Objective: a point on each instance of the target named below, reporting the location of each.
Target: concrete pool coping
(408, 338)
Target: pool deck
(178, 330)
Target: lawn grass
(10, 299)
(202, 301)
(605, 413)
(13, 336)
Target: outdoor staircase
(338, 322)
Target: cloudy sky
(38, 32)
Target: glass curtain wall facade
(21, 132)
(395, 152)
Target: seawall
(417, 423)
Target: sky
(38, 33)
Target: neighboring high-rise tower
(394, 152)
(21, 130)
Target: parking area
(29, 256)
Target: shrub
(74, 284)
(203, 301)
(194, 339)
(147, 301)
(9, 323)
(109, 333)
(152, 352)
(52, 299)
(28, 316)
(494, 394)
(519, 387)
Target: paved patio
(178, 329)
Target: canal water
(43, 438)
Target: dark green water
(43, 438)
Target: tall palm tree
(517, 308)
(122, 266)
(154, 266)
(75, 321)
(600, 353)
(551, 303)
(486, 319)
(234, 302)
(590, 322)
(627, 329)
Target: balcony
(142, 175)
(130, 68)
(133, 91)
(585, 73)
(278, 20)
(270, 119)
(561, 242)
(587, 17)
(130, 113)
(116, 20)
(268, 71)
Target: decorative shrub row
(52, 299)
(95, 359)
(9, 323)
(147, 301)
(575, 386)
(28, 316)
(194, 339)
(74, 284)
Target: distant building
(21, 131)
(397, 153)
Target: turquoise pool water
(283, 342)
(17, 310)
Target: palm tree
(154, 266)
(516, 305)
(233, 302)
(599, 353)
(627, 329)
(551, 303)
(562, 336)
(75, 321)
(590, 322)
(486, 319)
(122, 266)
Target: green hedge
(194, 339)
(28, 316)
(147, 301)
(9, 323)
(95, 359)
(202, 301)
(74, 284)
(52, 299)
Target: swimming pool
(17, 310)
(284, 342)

····················

THE REQUEST →
Copy out all of the material above, reproducing every line precisely as it appears.

COMPLETE RESPONSE →
Objective: a point on each instance of the target named below, reporting the location of each.
Target: concrete pool coping
(408, 338)
Target: pool deck
(178, 330)
Target: lawn grass
(10, 299)
(202, 301)
(605, 413)
(13, 336)
Target: outdoor staircase
(338, 322)
Target: cloudy sky
(38, 32)
Target: glass curtain wall facade
(21, 132)
(395, 152)
Target: seawall
(417, 423)
Target: sky
(38, 33)
Target: neighboring high-rise tower
(394, 152)
(21, 130)
Target: parking area
(29, 256)
Target: shrub
(74, 284)
(203, 301)
(194, 339)
(147, 301)
(9, 323)
(109, 333)
(152, 352)
(52, 299)
(28, 316)
(494, 394)
(519, 387)
Target: paved patio
(178, 329)
Target: canal water
(43, 438)
Target: dark green water
(43, 438)
Target: tall palm tree
(517, 308)
(122, 266)
(154, 266)
(75, 321)
(600, 353)
(551, 303)
(486, 319)
(234, 302)
(590, 322)
(627, 329)
Target: balcony
(142, 175)
(130, 68)
(133, 91)
(585, 73)
(278, 20)
(270, 119)
(561, 242)
(587, 17)
(130, 113)
(116, 20)
(268, 71)
Target: decorative shrub row
(52, 299)
(95, 359)
(9, 323)
(147, 301)
(575, 386)
(28, 316)
(194, 339)
(74, 284)
Target: distant building
(21, 131)
(397, 153)
Target: turquoise pool water
(283, 342)
(17, 310)
Target: palm tree
(154, 266)
(516, 305)
(233, 302)
(599, 353)
(627, 329)
(551, 303)
(562, 336)
(75, 321)
(590, 322)
(486, 319)
(122, 266)
Target: green hedge
(194, 339)
(28, 316)
(147, 301)
(9, 323)
(95, 359)
(202, 301)
(74, 284)
(52, 299)
Target: swimming pool
(17, 310)
(284, 342)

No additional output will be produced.